— START —

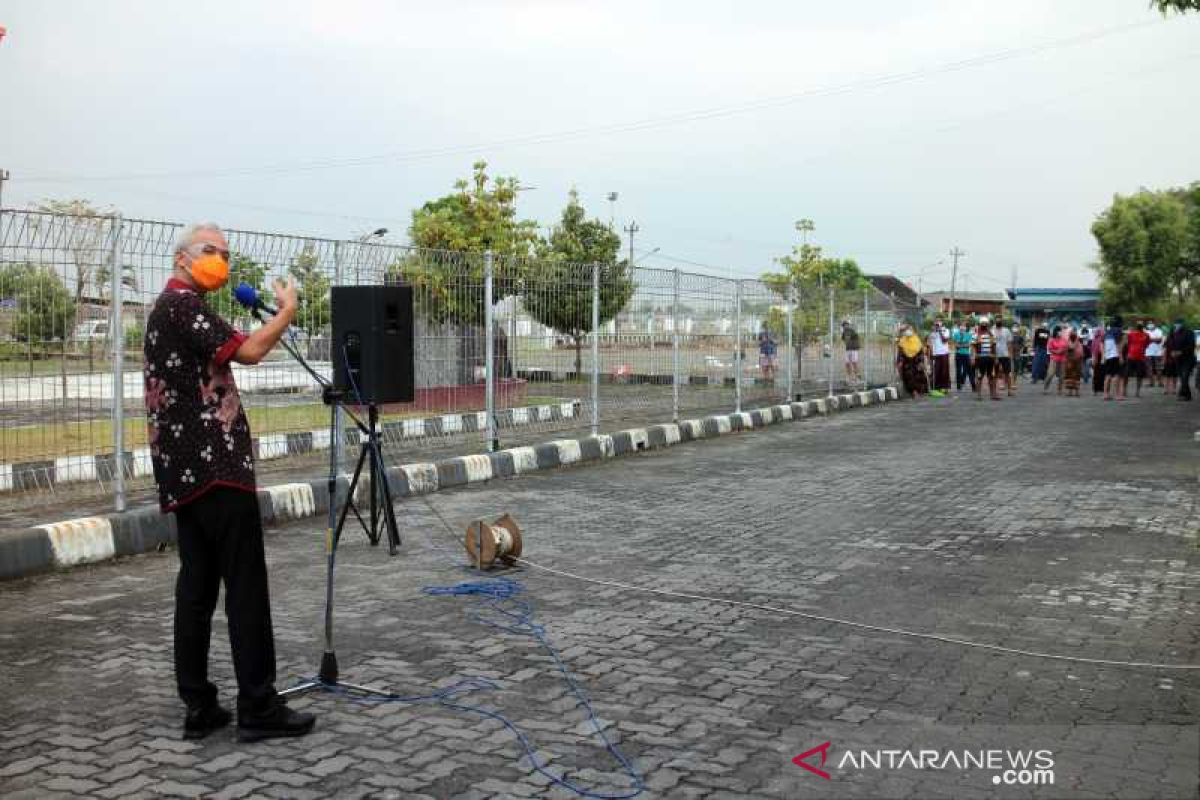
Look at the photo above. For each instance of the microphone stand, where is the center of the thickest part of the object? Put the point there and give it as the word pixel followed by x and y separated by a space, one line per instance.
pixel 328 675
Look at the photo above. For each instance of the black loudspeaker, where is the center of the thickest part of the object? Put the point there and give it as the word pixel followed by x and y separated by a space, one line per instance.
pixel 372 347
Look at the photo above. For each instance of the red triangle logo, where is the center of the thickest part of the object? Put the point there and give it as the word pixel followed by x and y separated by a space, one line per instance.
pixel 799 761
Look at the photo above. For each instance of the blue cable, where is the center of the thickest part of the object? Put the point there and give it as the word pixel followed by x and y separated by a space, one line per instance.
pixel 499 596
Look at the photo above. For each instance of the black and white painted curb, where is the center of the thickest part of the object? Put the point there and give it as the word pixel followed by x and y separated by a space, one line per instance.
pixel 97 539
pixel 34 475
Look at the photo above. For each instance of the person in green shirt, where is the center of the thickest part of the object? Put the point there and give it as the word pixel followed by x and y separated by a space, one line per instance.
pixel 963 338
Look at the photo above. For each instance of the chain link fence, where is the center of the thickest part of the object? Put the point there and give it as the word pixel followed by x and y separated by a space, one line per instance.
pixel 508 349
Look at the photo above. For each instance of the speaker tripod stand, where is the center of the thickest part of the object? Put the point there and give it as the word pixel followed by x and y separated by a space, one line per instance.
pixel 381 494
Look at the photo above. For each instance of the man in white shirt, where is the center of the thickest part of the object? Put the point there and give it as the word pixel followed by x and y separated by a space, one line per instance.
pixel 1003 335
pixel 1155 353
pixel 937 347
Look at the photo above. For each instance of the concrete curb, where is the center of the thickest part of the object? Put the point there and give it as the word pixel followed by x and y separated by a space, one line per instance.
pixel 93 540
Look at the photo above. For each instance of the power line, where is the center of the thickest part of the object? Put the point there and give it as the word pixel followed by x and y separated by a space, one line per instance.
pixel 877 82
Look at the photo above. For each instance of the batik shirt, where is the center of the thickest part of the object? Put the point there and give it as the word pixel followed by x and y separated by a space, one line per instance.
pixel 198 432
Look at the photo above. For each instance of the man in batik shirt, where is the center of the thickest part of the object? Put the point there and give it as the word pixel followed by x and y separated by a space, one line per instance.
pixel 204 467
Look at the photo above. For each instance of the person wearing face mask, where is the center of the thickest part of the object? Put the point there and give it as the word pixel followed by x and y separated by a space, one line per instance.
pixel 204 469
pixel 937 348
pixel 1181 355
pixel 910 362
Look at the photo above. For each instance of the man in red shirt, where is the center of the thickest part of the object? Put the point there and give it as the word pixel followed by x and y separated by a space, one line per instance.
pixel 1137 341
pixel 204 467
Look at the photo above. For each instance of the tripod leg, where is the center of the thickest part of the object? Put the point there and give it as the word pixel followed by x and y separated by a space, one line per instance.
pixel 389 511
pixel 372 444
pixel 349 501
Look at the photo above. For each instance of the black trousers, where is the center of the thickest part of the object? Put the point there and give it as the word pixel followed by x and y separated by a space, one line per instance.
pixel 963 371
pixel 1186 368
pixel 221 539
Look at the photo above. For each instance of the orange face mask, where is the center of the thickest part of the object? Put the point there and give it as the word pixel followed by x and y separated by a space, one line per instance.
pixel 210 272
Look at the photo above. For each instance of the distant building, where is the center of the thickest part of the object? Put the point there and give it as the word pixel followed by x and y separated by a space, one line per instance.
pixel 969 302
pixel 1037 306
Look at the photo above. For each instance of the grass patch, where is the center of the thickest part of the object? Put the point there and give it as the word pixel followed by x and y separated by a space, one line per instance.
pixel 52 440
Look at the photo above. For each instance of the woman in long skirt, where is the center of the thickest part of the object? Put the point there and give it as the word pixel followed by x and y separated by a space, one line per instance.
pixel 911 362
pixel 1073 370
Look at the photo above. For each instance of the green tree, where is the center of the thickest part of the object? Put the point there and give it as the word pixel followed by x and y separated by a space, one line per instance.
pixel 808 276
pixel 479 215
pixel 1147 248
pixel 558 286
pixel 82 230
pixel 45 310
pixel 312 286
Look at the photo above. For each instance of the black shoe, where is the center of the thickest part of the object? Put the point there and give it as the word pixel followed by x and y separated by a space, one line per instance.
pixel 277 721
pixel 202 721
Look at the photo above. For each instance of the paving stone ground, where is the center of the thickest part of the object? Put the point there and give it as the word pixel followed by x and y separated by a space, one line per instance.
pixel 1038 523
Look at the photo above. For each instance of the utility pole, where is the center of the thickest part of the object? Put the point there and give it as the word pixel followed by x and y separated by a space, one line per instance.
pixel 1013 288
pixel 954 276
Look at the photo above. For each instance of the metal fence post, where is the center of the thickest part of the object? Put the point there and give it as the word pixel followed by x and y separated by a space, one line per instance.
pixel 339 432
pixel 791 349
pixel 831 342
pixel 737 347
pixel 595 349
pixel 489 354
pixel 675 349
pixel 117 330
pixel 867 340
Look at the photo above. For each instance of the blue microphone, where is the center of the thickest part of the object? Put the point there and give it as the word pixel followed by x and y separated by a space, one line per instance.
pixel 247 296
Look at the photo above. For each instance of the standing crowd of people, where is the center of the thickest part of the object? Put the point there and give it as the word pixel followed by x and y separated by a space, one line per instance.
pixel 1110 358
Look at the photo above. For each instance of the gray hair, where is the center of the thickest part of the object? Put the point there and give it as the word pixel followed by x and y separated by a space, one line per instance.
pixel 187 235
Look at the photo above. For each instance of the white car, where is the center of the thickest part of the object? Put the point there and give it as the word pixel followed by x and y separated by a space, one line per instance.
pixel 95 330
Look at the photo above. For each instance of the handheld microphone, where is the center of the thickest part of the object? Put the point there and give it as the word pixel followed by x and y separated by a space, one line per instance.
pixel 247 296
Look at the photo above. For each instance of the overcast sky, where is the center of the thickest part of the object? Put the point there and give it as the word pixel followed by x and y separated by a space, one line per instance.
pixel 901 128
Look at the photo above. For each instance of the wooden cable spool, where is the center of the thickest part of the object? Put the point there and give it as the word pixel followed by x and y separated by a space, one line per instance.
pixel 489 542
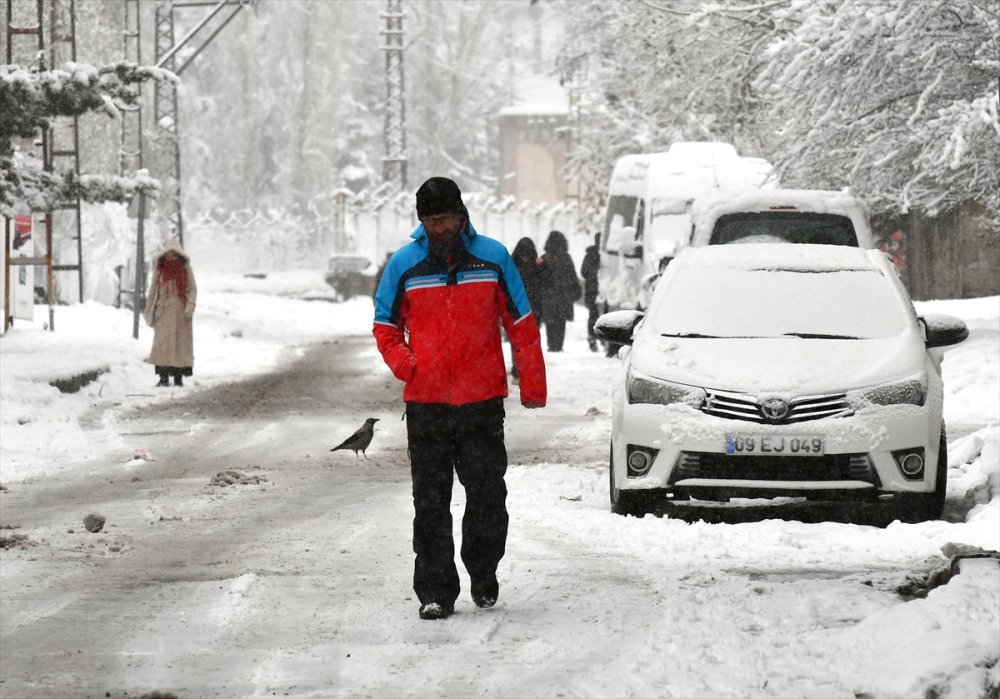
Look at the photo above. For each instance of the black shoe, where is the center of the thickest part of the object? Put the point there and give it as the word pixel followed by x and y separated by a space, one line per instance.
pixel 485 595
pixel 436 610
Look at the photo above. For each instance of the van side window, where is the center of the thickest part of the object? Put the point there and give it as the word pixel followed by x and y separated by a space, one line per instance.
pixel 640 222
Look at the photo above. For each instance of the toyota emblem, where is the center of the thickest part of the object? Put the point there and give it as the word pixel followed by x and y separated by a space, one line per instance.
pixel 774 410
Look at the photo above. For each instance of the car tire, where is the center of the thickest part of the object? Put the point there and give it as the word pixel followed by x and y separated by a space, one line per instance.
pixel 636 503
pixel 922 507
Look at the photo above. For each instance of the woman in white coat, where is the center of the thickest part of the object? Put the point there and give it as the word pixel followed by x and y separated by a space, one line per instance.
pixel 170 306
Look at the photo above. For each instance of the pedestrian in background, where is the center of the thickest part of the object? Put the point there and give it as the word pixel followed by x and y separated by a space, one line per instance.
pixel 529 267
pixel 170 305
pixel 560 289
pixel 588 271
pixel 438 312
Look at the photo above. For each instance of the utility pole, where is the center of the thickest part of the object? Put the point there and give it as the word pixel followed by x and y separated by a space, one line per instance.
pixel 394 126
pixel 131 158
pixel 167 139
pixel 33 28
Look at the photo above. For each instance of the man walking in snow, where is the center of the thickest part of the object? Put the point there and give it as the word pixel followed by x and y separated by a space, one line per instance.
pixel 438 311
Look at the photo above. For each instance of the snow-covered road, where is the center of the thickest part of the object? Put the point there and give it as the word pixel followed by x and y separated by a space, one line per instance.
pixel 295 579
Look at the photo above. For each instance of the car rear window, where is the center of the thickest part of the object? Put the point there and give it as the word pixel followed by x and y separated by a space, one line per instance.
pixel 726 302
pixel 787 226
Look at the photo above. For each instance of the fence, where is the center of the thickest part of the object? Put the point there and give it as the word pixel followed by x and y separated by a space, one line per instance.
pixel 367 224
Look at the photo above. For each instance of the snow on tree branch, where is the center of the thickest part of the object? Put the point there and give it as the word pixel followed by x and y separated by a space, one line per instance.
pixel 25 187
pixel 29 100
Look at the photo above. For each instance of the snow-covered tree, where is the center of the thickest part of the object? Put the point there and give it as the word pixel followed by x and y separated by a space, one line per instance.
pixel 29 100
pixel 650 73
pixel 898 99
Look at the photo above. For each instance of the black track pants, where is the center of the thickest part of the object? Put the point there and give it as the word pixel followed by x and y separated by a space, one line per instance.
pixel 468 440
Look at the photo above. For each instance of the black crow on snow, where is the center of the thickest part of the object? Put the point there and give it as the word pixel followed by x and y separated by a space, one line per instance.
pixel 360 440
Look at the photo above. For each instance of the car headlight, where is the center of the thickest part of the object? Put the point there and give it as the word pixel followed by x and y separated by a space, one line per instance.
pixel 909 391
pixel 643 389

— END —

# [PROMPT]
Starting from the line containing "the fence, where", repeat each line through the end of the entries, exactly.

# [EXERCISE RESPONSE]
Look at the photo above. For each instance of the fence, where is the center of the thickest part of the object? Put the point there and give it as the word pixel followed by x and y separated by a space, one line per instance.
pixel 367 224
Look at the photo above. For each instance of the snow on tree branch, where is the center of the thickest part of the object? Put the point there and give it as the word pixel followed by x and y separated by a space, one line per instance.
pixel 25 187
pixel 29 100
Look at the photo above. For each instance of the snow-covered tree, where is the center of the thickest part of the object? Put the point there and give it as the word pixel followed by x and y separated by a space, one line per instance.
pixel 29 100
pixel 650 73
pixel 898 99
Look at the photo above. For each instance of the black track pants, where is the center of the thickest part of the object? Put the point there and give it as the word pixel followed by x and y separated by a space, one line per instance.
pixel 468 440
Look at the photo above. For each instance of the black crow on snow, where is the center of the thickest part of the object? Put the point there and give it as the word pixel followed by x and y separated by a space, one line per instance.
pixel 360 440
Look at the photo above. For each instance of the car headlight, where is the center of the thickest part of the object? Put the point there and give it as the word pixel followed by x and y separated by a space, one line per instance.
pixel 909 391
pixel 643 389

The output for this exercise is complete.